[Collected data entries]
-- Opening Marker --

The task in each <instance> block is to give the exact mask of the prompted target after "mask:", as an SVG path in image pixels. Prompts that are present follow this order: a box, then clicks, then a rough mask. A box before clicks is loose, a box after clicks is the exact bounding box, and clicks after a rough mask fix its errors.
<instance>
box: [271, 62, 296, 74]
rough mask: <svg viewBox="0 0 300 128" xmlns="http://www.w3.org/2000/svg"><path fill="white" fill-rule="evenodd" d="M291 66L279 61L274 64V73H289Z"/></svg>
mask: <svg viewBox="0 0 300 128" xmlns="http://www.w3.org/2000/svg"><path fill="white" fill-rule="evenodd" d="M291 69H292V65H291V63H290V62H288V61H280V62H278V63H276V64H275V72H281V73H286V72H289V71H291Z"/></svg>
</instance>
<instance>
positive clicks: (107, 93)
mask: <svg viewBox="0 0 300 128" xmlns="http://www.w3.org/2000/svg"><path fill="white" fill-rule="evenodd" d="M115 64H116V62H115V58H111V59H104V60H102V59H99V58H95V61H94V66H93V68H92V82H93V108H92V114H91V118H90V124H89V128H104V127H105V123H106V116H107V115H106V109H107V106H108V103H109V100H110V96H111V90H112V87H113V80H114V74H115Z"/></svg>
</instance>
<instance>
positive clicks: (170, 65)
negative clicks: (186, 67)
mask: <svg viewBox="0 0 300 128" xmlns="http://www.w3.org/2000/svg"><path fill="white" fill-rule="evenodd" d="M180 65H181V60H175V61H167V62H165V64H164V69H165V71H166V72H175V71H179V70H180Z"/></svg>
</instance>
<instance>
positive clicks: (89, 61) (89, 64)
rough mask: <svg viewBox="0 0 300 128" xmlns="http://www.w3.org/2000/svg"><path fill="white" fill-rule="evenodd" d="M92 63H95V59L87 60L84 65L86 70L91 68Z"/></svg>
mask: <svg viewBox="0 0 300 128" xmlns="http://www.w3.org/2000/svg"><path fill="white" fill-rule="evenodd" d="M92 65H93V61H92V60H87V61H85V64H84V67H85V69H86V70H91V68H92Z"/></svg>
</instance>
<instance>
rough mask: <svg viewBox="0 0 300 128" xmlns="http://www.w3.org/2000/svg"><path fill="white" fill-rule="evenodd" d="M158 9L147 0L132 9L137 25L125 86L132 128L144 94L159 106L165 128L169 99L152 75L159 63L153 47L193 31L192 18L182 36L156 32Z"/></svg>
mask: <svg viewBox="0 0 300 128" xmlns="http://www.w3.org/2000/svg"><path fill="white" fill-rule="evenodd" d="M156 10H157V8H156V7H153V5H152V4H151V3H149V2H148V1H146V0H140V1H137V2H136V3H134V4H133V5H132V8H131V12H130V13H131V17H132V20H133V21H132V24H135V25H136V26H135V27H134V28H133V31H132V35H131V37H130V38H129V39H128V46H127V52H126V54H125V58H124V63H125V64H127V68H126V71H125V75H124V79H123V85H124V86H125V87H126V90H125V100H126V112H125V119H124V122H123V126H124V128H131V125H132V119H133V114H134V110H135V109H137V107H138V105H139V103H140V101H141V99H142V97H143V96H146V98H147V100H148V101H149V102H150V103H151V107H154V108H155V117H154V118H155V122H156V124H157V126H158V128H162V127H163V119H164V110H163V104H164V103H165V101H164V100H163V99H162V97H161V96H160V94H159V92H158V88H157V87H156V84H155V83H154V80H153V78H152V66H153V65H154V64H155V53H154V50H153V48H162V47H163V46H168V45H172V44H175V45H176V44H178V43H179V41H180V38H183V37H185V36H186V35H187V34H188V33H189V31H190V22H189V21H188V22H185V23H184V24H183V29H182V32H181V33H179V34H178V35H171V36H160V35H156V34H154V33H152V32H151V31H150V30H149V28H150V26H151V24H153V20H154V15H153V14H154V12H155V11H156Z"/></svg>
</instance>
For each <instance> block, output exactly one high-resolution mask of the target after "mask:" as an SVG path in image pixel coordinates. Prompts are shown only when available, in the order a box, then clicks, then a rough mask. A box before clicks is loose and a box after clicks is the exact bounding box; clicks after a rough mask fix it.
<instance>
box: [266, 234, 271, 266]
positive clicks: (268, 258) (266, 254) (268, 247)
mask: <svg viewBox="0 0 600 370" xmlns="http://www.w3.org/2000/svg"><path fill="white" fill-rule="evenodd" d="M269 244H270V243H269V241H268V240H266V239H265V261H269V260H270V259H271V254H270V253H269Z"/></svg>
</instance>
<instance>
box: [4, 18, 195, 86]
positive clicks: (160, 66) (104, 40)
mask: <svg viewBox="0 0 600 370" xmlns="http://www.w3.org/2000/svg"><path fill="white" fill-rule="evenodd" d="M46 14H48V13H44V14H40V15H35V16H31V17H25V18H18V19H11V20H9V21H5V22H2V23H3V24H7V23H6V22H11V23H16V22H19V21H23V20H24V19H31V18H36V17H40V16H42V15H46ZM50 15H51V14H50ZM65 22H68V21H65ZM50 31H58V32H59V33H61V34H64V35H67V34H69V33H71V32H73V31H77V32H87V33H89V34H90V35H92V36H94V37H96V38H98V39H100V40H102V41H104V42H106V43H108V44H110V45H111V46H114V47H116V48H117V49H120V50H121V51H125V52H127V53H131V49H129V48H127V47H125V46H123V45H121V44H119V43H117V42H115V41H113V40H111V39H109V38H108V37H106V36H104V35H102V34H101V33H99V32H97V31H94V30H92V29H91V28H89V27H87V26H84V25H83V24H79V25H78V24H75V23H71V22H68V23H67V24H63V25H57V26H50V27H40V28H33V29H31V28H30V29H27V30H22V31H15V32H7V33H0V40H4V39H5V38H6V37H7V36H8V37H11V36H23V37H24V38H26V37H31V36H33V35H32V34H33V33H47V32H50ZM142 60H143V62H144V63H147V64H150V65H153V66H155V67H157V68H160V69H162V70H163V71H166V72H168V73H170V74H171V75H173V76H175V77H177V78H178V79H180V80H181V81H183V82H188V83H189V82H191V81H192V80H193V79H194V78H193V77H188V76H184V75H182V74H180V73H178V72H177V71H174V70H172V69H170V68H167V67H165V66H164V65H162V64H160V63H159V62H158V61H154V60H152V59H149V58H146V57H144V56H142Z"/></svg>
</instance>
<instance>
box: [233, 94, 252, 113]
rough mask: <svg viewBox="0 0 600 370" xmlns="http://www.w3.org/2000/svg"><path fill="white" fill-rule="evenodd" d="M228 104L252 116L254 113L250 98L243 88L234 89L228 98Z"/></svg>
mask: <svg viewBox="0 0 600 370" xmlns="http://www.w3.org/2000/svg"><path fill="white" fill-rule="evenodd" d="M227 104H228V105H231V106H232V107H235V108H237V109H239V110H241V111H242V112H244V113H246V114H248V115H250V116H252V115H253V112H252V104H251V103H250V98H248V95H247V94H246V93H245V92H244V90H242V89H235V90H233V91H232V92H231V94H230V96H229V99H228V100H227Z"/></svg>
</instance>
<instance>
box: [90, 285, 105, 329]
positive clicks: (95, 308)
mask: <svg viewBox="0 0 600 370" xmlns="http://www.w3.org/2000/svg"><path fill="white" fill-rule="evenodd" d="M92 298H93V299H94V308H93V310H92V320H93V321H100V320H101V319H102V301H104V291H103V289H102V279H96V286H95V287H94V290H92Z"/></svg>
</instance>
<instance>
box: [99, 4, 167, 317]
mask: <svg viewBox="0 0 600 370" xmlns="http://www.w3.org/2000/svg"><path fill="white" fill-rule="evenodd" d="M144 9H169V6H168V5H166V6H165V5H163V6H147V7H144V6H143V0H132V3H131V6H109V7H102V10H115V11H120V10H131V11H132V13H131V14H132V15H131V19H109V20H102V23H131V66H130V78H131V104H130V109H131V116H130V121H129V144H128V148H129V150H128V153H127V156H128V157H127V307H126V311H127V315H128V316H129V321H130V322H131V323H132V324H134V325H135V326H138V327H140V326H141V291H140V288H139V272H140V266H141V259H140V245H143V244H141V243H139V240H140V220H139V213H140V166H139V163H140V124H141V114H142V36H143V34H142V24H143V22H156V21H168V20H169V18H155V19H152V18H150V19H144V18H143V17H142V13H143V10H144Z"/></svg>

-- Closing Marker --

_WHAT NEEDS TO BE DONE_
Return every line of the material above that contains the word "image".

_PROBLEM SOLUTION_
The task in each <instance> block is to give the exact mask of the prompted target after "mask:", as an SVG path in image pixels. Prompts that are present follow this order: a box, then clicks, then a rough mask. A box before clicks is loose, a box after clicks is the exact bounding box, and clicks after a rough mask fix its errors.
For each <instance> block, output exactly one high-resolution mask of the target after "mask:" as an SVG path in image pixel coordinates. Prompts are shown only when available, in the order a box, then clicks, then a rough mask. A box before clicks is loose and a box after clicks is the exact bounding box; clicks after a rough mask fix it.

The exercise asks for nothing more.